= WHAT YOU ARE ASKED TO DO =
Repeat exactly the lines of the listing from the line containing "[indicate] the man's hand on mouse" through its last line, and nothing beyond them.

⁂

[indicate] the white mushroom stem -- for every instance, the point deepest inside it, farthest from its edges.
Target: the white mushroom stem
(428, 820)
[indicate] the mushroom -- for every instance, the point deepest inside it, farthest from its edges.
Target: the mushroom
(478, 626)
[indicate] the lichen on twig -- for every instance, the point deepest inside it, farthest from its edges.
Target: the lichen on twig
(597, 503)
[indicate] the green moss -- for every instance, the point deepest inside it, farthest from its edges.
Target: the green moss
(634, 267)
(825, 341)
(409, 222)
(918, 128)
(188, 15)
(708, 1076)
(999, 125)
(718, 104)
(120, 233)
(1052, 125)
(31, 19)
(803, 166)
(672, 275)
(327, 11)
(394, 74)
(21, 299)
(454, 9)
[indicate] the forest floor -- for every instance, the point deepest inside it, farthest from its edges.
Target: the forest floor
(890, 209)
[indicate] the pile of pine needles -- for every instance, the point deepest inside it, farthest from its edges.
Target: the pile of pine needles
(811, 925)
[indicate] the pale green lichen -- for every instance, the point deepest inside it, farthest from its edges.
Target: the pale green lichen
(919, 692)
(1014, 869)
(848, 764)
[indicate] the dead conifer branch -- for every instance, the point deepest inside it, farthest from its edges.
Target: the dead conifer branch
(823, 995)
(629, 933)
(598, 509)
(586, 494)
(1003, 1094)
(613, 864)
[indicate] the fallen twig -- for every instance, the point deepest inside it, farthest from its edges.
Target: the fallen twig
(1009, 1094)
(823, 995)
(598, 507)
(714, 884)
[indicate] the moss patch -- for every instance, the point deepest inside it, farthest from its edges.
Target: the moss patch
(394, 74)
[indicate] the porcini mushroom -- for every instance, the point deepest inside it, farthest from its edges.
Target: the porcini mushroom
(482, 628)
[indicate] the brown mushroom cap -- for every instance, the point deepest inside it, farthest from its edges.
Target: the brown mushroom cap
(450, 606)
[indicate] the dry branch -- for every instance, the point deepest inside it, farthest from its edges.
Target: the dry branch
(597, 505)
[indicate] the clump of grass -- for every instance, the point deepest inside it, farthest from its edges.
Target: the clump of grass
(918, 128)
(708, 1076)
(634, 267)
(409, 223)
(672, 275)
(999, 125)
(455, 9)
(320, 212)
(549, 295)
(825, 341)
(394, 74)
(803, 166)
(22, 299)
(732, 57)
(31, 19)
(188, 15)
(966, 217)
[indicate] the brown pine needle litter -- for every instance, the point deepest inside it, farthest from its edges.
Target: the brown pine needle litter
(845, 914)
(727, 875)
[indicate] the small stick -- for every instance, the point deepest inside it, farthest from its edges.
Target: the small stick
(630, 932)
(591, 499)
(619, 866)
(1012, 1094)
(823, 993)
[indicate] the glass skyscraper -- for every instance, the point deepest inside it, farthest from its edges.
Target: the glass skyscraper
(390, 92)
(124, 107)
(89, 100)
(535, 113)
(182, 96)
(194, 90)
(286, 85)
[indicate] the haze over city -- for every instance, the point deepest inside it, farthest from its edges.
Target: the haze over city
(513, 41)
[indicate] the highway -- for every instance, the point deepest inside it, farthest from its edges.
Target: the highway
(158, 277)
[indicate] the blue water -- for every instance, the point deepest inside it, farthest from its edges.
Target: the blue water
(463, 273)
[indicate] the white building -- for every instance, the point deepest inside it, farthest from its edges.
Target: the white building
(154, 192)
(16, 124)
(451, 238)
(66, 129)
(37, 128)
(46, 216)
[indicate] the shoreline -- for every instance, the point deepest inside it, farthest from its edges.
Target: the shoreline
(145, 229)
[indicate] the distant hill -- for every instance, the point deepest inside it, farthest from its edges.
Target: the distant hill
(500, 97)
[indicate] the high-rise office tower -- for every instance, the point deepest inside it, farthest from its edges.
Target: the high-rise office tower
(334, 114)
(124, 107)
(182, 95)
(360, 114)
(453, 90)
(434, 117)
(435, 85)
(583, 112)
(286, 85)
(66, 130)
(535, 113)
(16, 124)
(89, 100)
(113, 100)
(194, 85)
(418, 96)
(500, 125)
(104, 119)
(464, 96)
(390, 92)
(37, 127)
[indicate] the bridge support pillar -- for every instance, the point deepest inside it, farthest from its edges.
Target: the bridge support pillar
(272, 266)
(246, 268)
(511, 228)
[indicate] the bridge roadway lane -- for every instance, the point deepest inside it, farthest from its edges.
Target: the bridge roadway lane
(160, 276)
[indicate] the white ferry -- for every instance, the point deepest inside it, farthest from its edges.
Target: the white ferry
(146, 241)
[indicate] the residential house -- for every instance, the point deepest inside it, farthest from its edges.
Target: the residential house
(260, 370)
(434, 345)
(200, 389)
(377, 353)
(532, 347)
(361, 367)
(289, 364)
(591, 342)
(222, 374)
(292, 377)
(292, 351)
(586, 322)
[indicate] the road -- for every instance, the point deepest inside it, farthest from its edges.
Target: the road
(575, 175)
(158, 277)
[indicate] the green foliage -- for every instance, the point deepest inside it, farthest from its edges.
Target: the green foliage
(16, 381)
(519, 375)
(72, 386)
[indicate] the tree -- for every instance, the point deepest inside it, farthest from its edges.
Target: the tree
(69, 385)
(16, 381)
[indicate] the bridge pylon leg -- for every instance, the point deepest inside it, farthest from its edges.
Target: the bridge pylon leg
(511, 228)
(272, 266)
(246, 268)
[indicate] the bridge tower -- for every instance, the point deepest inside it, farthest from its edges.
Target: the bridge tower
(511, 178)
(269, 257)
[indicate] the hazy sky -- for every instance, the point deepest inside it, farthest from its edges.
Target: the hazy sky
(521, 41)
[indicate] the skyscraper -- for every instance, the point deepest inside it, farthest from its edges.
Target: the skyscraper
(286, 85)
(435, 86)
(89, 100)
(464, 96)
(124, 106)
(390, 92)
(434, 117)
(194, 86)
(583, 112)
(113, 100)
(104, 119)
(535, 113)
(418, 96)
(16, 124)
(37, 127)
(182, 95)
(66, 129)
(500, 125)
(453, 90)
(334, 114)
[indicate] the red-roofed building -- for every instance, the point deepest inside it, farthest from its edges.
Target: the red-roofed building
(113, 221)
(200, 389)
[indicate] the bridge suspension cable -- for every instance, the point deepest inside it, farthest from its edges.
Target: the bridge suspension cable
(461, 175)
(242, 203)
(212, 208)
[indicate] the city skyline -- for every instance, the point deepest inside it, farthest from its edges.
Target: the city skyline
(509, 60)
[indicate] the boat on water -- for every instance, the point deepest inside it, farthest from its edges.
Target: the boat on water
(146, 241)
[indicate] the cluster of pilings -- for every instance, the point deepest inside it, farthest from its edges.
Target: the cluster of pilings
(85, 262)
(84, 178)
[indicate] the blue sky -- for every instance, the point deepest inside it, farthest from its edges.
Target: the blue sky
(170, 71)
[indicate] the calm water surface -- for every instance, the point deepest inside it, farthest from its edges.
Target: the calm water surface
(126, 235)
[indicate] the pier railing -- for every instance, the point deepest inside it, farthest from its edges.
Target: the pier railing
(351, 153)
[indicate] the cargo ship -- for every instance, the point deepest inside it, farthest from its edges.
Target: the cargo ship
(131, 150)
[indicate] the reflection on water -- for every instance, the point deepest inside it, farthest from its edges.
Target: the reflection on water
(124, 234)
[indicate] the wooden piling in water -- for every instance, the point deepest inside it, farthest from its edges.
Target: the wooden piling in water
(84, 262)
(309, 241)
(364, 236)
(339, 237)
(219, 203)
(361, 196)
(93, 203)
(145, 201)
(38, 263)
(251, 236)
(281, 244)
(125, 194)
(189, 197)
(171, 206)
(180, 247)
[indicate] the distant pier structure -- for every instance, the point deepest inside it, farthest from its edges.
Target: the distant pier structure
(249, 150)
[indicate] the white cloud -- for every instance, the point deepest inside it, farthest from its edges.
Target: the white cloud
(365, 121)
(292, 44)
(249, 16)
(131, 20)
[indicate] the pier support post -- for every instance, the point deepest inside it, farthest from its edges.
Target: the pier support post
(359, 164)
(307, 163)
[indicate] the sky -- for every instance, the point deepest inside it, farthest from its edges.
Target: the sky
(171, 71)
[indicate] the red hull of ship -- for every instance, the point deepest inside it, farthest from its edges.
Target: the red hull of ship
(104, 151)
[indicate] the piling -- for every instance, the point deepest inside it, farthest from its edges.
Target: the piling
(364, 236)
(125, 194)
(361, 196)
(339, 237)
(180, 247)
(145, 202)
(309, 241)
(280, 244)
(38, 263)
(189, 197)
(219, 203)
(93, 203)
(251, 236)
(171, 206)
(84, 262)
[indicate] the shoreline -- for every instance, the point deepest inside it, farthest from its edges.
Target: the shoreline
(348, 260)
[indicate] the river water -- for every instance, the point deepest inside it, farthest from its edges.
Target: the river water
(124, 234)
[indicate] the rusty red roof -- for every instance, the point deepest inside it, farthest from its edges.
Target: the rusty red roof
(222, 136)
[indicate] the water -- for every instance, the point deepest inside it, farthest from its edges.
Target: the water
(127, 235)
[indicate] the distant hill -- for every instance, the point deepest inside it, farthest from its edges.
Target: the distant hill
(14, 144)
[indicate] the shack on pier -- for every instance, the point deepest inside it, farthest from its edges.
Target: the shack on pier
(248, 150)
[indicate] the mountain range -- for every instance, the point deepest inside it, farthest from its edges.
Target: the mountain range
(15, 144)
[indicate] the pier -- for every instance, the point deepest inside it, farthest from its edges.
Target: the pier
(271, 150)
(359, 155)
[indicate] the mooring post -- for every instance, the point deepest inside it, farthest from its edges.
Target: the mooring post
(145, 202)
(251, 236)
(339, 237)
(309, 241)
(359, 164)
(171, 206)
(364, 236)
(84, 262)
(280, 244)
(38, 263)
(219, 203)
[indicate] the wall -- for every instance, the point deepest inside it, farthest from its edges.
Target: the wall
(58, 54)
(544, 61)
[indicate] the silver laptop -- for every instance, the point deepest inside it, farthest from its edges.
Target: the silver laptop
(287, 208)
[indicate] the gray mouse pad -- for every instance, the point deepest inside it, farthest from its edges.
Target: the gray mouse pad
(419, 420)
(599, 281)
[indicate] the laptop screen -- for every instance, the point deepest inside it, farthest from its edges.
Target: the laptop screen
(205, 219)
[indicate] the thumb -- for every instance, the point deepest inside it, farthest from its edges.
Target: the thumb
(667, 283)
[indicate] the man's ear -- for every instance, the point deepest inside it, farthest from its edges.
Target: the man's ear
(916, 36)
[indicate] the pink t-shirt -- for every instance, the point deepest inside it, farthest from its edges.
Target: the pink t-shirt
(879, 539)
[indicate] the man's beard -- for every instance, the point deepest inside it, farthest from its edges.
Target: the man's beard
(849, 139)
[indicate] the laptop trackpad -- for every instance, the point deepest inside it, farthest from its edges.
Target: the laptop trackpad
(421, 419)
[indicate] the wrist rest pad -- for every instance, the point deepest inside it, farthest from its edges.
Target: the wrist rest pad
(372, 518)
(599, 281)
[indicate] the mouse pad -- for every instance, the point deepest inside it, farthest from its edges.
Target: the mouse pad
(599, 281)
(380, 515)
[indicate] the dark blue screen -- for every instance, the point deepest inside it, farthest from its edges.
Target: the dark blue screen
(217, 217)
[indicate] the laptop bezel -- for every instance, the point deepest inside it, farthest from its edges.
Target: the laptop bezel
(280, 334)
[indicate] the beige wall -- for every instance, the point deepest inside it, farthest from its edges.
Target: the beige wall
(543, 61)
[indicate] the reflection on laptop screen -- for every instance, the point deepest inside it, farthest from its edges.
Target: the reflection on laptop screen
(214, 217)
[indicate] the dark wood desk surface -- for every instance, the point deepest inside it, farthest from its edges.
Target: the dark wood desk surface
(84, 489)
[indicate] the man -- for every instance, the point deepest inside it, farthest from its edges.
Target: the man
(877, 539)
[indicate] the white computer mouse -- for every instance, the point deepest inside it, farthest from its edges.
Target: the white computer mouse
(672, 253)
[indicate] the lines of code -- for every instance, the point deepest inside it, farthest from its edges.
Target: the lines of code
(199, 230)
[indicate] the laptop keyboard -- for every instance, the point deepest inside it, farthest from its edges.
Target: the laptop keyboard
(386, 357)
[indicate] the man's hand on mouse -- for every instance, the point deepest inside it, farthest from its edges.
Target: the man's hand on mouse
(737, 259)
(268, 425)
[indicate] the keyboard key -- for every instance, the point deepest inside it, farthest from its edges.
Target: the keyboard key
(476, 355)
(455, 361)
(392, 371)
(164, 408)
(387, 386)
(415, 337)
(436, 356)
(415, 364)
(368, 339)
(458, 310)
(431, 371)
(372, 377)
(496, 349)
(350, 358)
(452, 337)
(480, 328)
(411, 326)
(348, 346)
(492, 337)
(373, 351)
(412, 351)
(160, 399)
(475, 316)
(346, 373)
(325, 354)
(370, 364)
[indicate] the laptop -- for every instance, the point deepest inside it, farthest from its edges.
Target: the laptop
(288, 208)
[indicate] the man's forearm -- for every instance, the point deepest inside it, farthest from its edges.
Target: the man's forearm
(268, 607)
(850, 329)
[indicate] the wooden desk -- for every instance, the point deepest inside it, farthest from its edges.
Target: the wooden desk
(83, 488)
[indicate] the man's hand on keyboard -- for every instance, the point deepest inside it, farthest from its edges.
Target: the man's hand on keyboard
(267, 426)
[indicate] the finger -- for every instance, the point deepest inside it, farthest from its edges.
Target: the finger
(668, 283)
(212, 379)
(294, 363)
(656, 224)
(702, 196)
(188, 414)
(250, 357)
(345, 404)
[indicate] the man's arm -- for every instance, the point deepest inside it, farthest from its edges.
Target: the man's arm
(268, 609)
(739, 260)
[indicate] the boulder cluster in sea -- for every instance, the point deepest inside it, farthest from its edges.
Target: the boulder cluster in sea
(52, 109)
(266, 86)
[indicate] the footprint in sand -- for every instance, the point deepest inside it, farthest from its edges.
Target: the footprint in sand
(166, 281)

⁂

= SOLUTION FOR THIS EXERCISE =
[indicate] the man's hand on mouse -- for every instance, the point deepest inside it, farthest from its edges.
Target: the man's hand on mouse
(737, 259)
(268, 425)
[indicate] the keyboard key -- for every instance, the point deepest inside it, farthest from its edges.
Target: the keyboard key
(476, 355)
(455, 361)
(392, 371)
(164, 408)
(387, 386)
(415, 337)
(436, 356)
(415, 364)
(368, 339)
(458, 310)
(431, 371)
(372, 377)
(496, 349)
(350, 358)
(452, 337)
(480, 328)
(411, 326)
(348, 346)
(492, 337)
(373, 351)
(412, 351)
(160, 399)
(475, 316)
(346, 373)
(325, 354)
(370, 364)
[indicate] the laptop -- for every instance, the point deepest inside it, farthest from its edges.
Target: the laptop
(288, 208)
[indicate] the man's forearm -- for every instance, the point deepest inside it, farthest from its edges.
Target: the man's forearm
(268, 607)
(850, 329)
[indicate] the wooden desk -- for every instance, the point deepest inside it, farthest from its edges.
Target: the wooden desk
(83, 488)
[indicate] the man's hand on keyboard -- for every instance, the point deepest inside it, farthest from its edges.
Target: the man's hand on keyboard
(267, 426)
[indicate] the finger -- for every instance, the point deepest inside it, farthest from its edges.
Target: the finger
(668, 283)
(212, 379)
(294, 363)
(656, 224)
(702, 196)
(188, 414)
(250, 357)
(345, 404)
[indicate] the man's arm -- for every instance, the point deepest inside it, farthest from its edges.
Target: the man's arm
(268, 609)
(739, 260)
[indicate] the boulder cluster in sea -- for every instance, the point deepest inside it, farthest from its edges.
Target: the boulder cluster in sea
(52, 109)
(266, 86)
[indicate] the footprint in sand -- for every instance, the point deepest inside it, farthest from its edges.
Target: the footprint in sand
(166, 281)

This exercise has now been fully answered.